** BEGIN ENTRIES PROVIDED **

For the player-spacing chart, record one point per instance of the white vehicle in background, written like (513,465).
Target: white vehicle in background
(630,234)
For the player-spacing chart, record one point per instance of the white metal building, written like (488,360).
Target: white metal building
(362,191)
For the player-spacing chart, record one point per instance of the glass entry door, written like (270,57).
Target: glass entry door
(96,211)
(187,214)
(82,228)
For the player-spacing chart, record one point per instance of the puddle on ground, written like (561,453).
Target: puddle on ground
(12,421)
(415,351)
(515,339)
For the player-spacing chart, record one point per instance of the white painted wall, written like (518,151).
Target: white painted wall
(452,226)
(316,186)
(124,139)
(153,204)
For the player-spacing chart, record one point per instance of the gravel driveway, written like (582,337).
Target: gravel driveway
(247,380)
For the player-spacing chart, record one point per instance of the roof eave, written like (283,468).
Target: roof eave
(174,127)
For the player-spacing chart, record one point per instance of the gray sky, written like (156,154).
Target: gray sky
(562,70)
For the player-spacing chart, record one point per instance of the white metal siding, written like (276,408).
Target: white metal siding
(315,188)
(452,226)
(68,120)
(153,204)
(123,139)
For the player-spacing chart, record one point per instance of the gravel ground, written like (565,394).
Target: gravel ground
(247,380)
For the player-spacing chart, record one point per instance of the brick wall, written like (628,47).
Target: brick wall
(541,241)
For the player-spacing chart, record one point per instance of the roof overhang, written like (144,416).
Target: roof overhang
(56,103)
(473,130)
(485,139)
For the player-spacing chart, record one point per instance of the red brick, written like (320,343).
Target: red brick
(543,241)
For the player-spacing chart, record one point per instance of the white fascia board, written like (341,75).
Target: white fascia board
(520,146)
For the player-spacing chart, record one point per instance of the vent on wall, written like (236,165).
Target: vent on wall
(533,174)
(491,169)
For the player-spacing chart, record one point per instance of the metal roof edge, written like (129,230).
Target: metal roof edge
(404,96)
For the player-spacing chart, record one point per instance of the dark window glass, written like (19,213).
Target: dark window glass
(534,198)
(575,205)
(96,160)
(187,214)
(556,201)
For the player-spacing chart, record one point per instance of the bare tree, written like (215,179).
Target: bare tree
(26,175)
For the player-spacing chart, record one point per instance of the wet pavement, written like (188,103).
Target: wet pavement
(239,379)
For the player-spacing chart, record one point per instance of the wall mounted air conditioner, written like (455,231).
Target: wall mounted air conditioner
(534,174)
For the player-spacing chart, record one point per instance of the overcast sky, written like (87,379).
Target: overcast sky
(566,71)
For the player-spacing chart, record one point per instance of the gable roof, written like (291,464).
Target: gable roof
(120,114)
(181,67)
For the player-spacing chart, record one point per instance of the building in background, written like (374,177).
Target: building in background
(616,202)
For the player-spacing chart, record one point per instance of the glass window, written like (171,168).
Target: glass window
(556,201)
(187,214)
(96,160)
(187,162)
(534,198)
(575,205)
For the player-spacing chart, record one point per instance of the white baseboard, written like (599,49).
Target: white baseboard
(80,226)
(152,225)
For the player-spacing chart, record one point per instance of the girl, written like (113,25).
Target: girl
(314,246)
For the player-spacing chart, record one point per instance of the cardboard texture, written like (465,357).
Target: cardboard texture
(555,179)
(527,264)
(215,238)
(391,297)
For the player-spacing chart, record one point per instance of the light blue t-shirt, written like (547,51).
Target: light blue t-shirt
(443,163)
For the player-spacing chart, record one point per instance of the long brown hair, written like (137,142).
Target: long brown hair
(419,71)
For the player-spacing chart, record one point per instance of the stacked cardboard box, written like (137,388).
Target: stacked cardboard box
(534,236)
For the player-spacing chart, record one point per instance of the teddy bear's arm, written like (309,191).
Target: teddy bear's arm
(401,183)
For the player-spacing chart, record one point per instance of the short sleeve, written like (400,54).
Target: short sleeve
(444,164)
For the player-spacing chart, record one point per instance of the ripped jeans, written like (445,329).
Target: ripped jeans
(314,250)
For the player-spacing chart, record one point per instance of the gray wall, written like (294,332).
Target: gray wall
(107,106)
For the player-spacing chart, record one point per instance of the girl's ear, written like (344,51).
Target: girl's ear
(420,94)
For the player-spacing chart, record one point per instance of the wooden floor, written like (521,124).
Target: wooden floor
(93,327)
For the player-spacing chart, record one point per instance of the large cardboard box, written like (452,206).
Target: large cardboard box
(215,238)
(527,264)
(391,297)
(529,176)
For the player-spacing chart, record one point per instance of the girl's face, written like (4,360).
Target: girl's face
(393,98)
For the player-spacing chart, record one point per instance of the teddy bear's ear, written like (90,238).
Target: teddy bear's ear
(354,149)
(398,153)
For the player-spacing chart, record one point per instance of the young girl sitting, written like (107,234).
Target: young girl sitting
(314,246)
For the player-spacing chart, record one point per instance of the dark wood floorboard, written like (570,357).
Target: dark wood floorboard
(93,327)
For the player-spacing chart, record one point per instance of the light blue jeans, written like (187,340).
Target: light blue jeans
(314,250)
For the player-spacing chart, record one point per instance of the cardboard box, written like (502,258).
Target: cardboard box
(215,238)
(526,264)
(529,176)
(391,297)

** END ENTRIES PROVIDED **

DIRECTIONS: Format every line of the items above as a Markdown table with the columns Row and Line, numbering each row and leaving out blank lines.

RIGHT ANSWER:
| Row | Line |
|---|---|
| 1 | For the player-spacing chart, record one point per instance of the white vehicle in background, written like (513,465). |
| 2 | Target: white vehicle in background |
| 3 | (630,234) |
| 4 | For the player-spacing chart, record one point per instance of the white metal building, written like (488,360). |
| 5 | Target: white metal building |
| 6 | (362,191) |
| 7 | For the player-spacing chart, record one point per instance of the glass entry door, written like (270,57). |
| 8 | Target: glass entry door |
| 9 | (96,211) |
| 10 | (187,214) |
| 11 | (82,228) |
| 12 | For the player-spacing chart, record one point per instance of the puddle on ground, written like (561,453). |
| 13 | Target: puddle on ground |
| 14 | (12,421) |
| 15 | (415,351) |
| 16 | (515,339) |
| 17 | For the player-spacing chart, record one point per instance of the white painted wall, written like (518,151). |
| 18 | Target: white painted wall |
| 19 | (452,226) |
| 20 | (316,186) |
| 21 | (124,139) |
| 22 | (153,204) |
| 23 | For the player-spacing chart, record one point per instance of the gravel driveway, written like (582,337). |
| 24 | Target: gravel driveway |
| 25 | (247,380) |
| 26 | For the player-spacing chart, record one point per instance of the roof eave, written like (283,468). |
| 27 | Target: roof eave |
| 28 | (174,127) |
| 29 | For the player-spacing chart, record one point per instance of the gray sky, written like (156,154). |
| 30 | Target: gray sky |
| 31 | (562,70) |
| 32 | For the player-spacing chart, record one point per instance of the white metal siding, written like (276,408). |
| 33 | Target: white metal siding |
| 34 | (315,188) |
| 35 | (452,226) |
| 36 | (68,120) |
| 37 | (153,204) |
| 38 | (123,139) |
| 39 | For the player-spacing chart, record one point per instance of the gravel ground, written like (565,394). |
| 40 | Target: gravel ground |
| 41 | (247,380) |
| 42 | For the player-spacing chart, record one point per instance of the brick wall, written like (628,47). |
| 43 | Target: brick wall |
| 44 | (541,241) |
| 45 | For the player-spacing chart, record one point per instance of the roof overhang, written like (144,416). |
| 46 | Target: roof overhang |
| 47 | (56,103) |
| 48 | (473,130) |
| 49 | (485,139) |
| 50 | For the player-spacing chart, record one point per instance of the red brick, written like (320,343). |
| 51 | Target: red brick |
| 52 | (543,241) |
| 53 | For the player-spacing chart, record one point per instance of the white fascia board, written like (341,75). |
| 54 | Target: white fascia board |
| 55 | (520,146) |
| 56 | For the player-spacing chart, record one point per instance of the vent on wall, written like (236,165). |
| 57 | Target: vent on wall |
| 58 | (533,174) |
| 59 | (491,169) |
| 60 | For the player-spacing chart, record one point per instance of the metal roof edge, written like (129,230). |
| 61 | Target: metal roof edge |
| 62 | (404,96) |
| 63 | For the player-spacing chart, record one point per instance of the dark window glass, written like (19,213). |
| 64 | Target: dark window glass |
| 65 | (534,198) |
| 66 | (575,205) |
| 67 | (96,160) |
| 68 | (187,214) |
| 69 | (556,201) |
| 70 | For the player-spacing chart, record one point per instance of the bare tree, written like (215,179). |
| 71 | Target: bare tree |
| 72 | (26,175) |
| 73 | For the player-spacing chart, record one point per instance of the wet pavement, written like (188,103). |
| 74 | Target: wet pavement |
| 75 | (239,379) |
| 76 | For the player-spacing chart, record one point per instance of the wall mounted air conditioner, written like (455,231). |
| 77 | Target: wall mounted air conditioner |
| 78 | (534,174) |
| 79 | For the player-spacing chart, record one point per instance of the overcast sky, written like (87,379). |
| 80 | Target: overcast sky |
| 81 | (566,71) |
| 82 | For the player-spacing chart, record one point per instance of the gable roof, written like (291,464). |
| 83 | Target: gable roof |
| 84 | (120,114) |
| 85 | (181,67) |
| 86 | For the player-spacing chart, record one point per instance of the building in background, written like (374,177). |
| 87 | Target: building in background |
| 88 | (616,202) |
| 89 | For the player-spacing chart, record one point per instance of the glass window, written like (171,168). |
| 90 | Target: glass window |
| 91 | (556,201) |
| 92 | (187,214) |
| 93 | (96,160) |
| 94 | (187,162) |
| 95 | (534,198) |
| 96 | (575,205) |
| 97 | For the player-spacing chart, record one point per instance of the white baseboard, written like (599,49). |
| 98 | Target: white baseboard |
| 99 | (80,226) |
| 100 | (152,225) |
| 101 | For the player-spacing chart, record one point per instance of the girl, written like (113,25). |
| 102 | Target: girl |
| 103 | (314,246) |
| 104 | For the player-spacing chart, record one point per instance of the cardboard texture, written like (465,357). |
| 105 | Target: cardboard texture |
| 106 | (555,179) |
| 107 | (527,264) |
| 108 | (215,238) |
| 109 | (391,297) |
| 110 | For the player-spacing chart, record one point per instance of the light blue t-shirt, written like (547,51). |
| 111 | Target: light blue t-shirt |
| 112 | (443,163) |
| 113 | For the player-spacing chart, record one point per instance of the long brown hair, written like (137,142). |
| 114 | Target: long brown hair |
| 115 | (419,71) |
| 116 | For the player-spacing chart, record one point per instance of the stacked cardboard box, written like (137,388). |
| 117 | Target: stacked cardboard box |
| 118 | (534,236) |
| 119 | For the player-spacing chart, record one point per instance of the teddy bear's arm, written like (309,191). |
| 120 | Target: teddy bear's arm |
| 121 | (401,183) |
| 122 | For the player-spacing chart, record one point per instance of the short sleeve, written like (400,54). |
| 123 | Target: short sleeve |
| 124 | (444,164) |
| 125 | For the player-spacing chart, record one point per instance of the ripped jeans, written like (445,329). |
| 126 | Target: ripped jeans |
| 127 | (314,250) |
| 128 | For the player-spacing chart, record one point per instance of the gray wall, written like (294,332). |
| 129 | Target: gray wall |
| 130 | (107,106) |
| 131 | For the player-spacing chart, record one point per instance of the girl's ear, written like (344,51). |
| 132 | Target: girl's ear |
| 133 | (420,94) |
| 134 | For the player-spacing chart, record one point per instance of the wooden floor, written like (521,124). |
| 135 | Target: wooden floor |
| 136 | (93,327) |
| 137 | For the player-spacing chart, record one point per instance of the large cardboard box, written like (452,206). |
| 138 | Target: large cardboard box |
| 139 | (215,238) |
| 140 | (527,264) |
| 141 | (391,297) |
| 142 | (529,176) |
| 143 | For the player-spacing chart, record one point per instance of the girl's face, written like (4,360). |
| 144 | Target: girl's face |
| 145 | (393,98) |
| 146 | For the player-spacing chart, record one point per instance of the teddy bear's ear, written like (90,238). |
| 147 | Target: teddy bear's ear |
| 148 | (354,149) |
| 149 | (398,153) |
| 150 | For the player-spacing chart, record one point per instance of the young girl sitting, written like (107,234). |
| 151 | Target: young girl sitting |
| 152 | (314,246) |
| 153 | For the player-spacing chart, record one point per instance of the dark wood floorboard, written like (570,357). |
| 154 | Target: dark wood floorboard |
| 155 | (93,327) |
| 156 | For the player-spacing chart, record one point per instance of the light blue jeans, written like (187,340). |
| 157 | Target: light blue jeans |
| 158 | (314,250) |
| 159 | For the player-spacing chart, record one point per instance of the cardboard box, written like (502,258). |
| 160 | Target: cardboard box |
| 161 | (215,238) |
| 162 | (526,264) |
| 163 | (529,176) |
| 164 | (391,297) |